### Task requirements
Word for word, quote the lines from the one containing "the butterfly antenna" to the end of the entries below, including both. Leave pictures out.
BEGIN
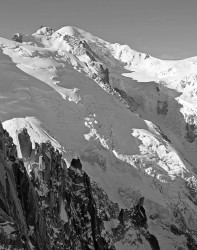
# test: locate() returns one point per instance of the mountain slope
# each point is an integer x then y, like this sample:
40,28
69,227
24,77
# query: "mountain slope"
72,89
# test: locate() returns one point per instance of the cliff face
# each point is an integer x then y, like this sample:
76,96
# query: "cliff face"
44,205
52,207
22,222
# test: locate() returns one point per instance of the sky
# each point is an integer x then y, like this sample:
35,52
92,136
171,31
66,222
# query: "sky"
163,28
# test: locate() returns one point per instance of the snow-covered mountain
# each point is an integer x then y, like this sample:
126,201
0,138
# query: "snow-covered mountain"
129,117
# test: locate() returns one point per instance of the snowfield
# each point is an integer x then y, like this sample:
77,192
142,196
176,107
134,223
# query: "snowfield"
133,126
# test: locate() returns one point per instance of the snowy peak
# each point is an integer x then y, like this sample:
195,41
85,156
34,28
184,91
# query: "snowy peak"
129,117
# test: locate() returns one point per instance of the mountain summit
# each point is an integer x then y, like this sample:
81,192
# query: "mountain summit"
98,145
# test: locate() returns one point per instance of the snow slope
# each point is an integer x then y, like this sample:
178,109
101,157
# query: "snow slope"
134,132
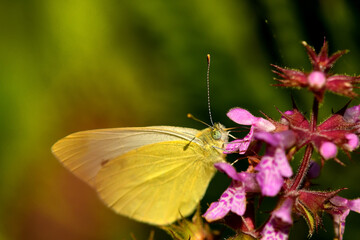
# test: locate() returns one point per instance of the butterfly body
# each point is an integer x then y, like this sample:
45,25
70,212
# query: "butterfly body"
151,174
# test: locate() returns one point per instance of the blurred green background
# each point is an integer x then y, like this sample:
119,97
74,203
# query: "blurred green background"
67,66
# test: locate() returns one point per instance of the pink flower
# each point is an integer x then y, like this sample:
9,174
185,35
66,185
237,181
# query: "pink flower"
336,131
243,117
278,226
233,199
341,210
319,80
274,165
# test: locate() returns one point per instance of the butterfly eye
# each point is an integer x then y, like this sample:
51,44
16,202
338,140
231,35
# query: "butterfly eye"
216,134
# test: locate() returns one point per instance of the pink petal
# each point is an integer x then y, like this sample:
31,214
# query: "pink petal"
240,145
353,141
282,163
216,211
264,125
238,204
284,212
241,116
228,169
268,177
352,114
316,80
328,150
354,205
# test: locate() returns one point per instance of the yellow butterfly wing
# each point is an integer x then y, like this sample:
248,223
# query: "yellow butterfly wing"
84,153
158,183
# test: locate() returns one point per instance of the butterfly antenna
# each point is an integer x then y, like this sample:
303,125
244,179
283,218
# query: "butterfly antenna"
198,120
208,87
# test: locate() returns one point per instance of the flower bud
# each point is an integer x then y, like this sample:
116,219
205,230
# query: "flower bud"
316,80
328,150
353,141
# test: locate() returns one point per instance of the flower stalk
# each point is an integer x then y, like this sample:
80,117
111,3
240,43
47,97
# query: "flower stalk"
269,174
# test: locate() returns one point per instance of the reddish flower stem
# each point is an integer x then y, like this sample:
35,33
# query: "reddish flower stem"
301,173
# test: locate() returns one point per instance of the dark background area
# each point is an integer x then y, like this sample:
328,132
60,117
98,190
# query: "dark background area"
67,66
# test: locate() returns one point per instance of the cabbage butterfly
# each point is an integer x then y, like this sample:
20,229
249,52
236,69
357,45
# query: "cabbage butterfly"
151,174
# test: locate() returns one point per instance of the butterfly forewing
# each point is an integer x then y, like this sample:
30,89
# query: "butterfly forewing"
85,152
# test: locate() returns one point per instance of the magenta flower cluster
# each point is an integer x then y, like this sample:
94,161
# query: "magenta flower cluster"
270,174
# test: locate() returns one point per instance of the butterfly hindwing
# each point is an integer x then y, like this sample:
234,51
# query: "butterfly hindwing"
156,183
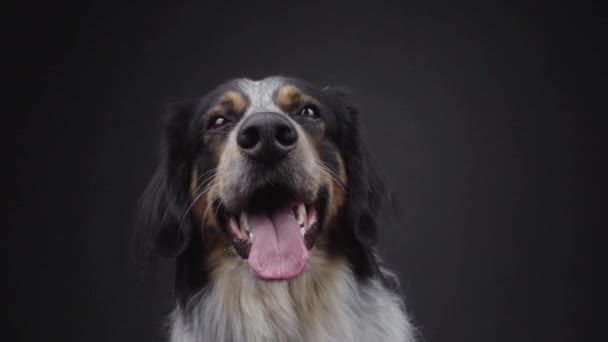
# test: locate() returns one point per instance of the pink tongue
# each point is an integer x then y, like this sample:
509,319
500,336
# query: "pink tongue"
277,250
END
### Expected answer
# test: locate() returns one point per instance of the butterfly antenna
# each point is an integer x then y, like this sample:
303,125
244,179
283,218
# query: "butterfly antenna"
198,120
208,87
# test: locate() returns one point per instance of the flower bud
# each point is an integer x then y, like this sample:
116,219
205,230
# query: "flower bud"
316,80
328,150
353,141
# test: locate() returns one point per instance of the flower stalk
# each point is an integer x then y, like this sample:
80,117
111,3
240,43
47,97
# query: "flower stalk"
269,174
# test: locate() returns one point per instance of the reddish flower stem
# each point is an integer x then y, like this sample:
35,33
# query: "reddish flower stem"
301,173
# test: locate() returns one point per instance of the dark background area
# each point is an integer x then y, like this sample:
328,132
60,117
98,190
# query: "dark background area"
67,66
# test: locate() returns one point per instance of the cabbage butterfly
# each point is an integer x then y, like this sample:
20,229
249,52
236,69
357,45
# query: "cabbage butterfly"
151,174
# test: locate() returns one point per instance of the butterfly forewing
# each point is an integer x then y, like this sample:
30,89
# query: "butterfly forewing"
85,152
# test: locate() returns one point per instance of the magenta flower cluster
# each point is an integer x then y, like this sample:
94,161
# query: "magenta flower cluster"
270,174
# test: locate() returns one point per instance of the butterfly hindwing
# each point is an integer x then y, like this sample:
234,51
# query: "butterfly hindwing"
156,183
# test: locate() returns one point per instance of the pink tongue
# each point is an integer x then y, like this sample:
509,319
500,336
# query: "pink tongue"
277,250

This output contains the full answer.